● REQUIRED TASK: Count the lines in the listing below that contain the word "water", and give only the number.

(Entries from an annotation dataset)
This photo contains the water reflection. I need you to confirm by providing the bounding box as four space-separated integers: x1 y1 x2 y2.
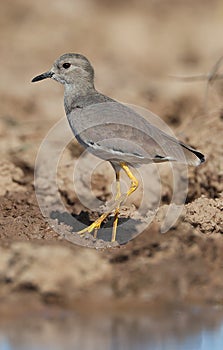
0 309 223 350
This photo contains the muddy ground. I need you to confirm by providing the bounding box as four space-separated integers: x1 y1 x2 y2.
0 0 223 316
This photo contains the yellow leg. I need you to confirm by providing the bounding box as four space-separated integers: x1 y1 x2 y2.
77 162 139 242
111 170 121 242
77 171 121 242
120 162 139 199
77 212 110 238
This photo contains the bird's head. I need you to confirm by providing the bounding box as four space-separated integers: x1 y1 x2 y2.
32 53 94 87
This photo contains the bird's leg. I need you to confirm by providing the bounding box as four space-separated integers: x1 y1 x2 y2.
120 162 139 202
77 211 110 238
111 162 139 242
111 170 121 242
77 170 121 242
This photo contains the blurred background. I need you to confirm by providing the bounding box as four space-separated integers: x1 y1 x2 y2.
0 0 223 350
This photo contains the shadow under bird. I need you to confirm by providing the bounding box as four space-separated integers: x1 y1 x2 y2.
32 53 205 242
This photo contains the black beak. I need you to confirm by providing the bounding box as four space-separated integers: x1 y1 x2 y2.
32 71 54 83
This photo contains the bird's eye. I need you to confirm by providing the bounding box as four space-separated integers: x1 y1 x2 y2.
63 63 71 69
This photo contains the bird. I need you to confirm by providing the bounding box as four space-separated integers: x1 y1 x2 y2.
32 53 205 242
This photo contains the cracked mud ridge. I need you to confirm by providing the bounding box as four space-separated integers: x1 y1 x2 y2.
0 0 223 317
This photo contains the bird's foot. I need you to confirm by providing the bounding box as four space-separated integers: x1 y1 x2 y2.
76 212 110 238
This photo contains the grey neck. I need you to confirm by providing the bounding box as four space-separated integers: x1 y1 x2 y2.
64 82 96 110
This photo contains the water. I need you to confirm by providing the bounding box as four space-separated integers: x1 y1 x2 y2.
0 308 223 350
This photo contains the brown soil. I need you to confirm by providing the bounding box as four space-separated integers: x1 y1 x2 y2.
0 0 223 314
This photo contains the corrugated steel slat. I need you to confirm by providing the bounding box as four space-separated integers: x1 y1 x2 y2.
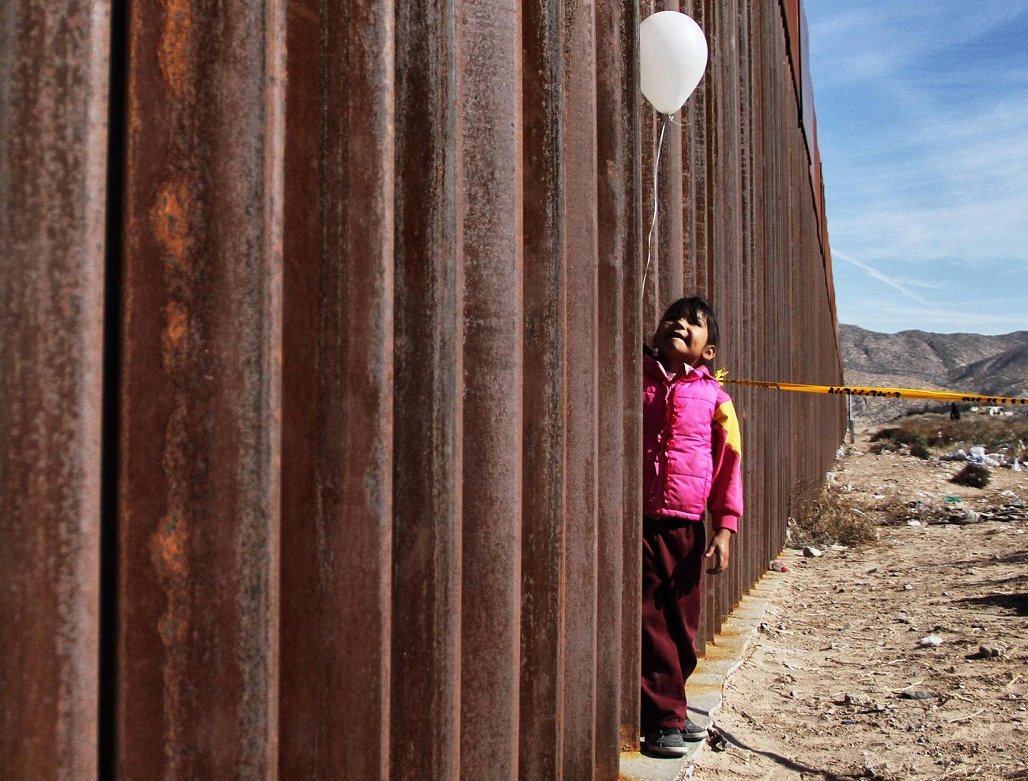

● COMPLETE RESPONSE: 2